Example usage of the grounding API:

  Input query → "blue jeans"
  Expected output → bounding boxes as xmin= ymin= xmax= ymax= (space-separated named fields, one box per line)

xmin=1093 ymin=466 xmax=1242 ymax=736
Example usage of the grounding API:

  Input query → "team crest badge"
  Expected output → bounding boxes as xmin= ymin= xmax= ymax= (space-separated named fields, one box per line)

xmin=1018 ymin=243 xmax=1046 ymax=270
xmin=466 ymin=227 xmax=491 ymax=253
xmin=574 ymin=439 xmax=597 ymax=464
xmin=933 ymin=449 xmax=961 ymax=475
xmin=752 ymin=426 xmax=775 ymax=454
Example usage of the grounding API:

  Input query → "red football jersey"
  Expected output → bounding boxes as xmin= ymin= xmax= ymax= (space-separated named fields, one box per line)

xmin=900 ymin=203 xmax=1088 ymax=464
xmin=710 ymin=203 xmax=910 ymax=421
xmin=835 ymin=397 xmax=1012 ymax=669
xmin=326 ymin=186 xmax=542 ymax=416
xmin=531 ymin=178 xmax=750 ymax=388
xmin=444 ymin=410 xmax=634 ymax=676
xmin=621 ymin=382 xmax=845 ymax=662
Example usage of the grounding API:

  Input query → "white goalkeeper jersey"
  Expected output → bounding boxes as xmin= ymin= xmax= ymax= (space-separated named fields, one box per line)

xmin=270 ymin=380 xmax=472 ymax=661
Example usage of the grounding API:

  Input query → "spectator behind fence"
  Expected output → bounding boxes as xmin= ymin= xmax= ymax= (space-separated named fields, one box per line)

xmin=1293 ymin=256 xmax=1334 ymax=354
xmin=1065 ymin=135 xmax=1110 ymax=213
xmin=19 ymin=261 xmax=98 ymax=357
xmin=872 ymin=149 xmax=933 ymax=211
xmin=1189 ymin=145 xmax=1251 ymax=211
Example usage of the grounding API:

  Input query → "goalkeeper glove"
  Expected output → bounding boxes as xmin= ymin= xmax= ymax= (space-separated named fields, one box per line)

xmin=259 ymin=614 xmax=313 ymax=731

- [Aim of the task] Copy out every one of the rows above character for character, changing nothing.

- [The response]
Example usage of the grounding API:

  Input query → "blue jeans"
  Expected output → bounding boxes as xmin= ymin= xmax= ymax= (space-separated named fields, one box per line)

xmin=1093 ymin=466 xmax=1242 ymax=736
Example usage of the grounding API:

  Input query → "team crest badge"
  Expected output → bounding boxes as xmin= ymin= xmax= ymax= (space-separated named fields, one box per line)

xmin=1018 ymin=243 xmax=1046 ymax=270
xmin=466 ymin=227 xmax=491 ymax=253
xmin=574 ymin=439 xmax=597 ymax=464
xmin=933 ymin=449 xmax=961 ymax=475
xmin=752 ymin=426 xmax=775 ymax=454
Example usage of the grounding API:

  Input query → "red football jersey"
  Expected output → bounding boxes as xmin= ymin= xmax= ymax= (space-separated named fields, one box per line)

xmin=900 ymin=203 xmax=1088 ymax=464
xmin=710 ymin=203 xmax=910 ymax=421
xmin=835 ymin=397 xmax=1012 ymax=669
xmin=326 ymin=186 xmax=542 ymax=416
xmin=531 ymin=178 xmax=750 ymax=388
xmin=444 ymin=410 xmax=634 ymax=676
xmin=621 ymin=382 xmax=845 ymax=662
Example usage of the grounding API:

  Input query → "white goalkeeper jersey"
  Expected output → bounding boxes as xmin= ymin= xmax= ymax= (space-separated named fields, one box per line)

xmin=270 ymin=380 xmax=472 ymax=661
Example usage of the grounding API:

  Input query → "spectator behind fence"
  Expected output → bounding boxes as xmin= ymin= xmax= ymax= (space-separated named fields, one box per line)

xmin=1293 ymin=256 xmax=1334 ymax=354
xmin=1065 ymin=135 xmax=1110 ymax=213
xmin=19 ymin=261 xmax=98 ymax=357
xmin=872 ymin=149 xmax=933 ymax=211
xmin=1189 ymin=145 xmax=1251 ymax=211
Example usage of the grounding API:

  Input query → "goalkeeper glove"
  Expected output → bounding boxes as xmin= ymin= xmax= ymax= (space-separated named fields, one box per line)

xmin=259 ymin=614 xmax=313 ymax=731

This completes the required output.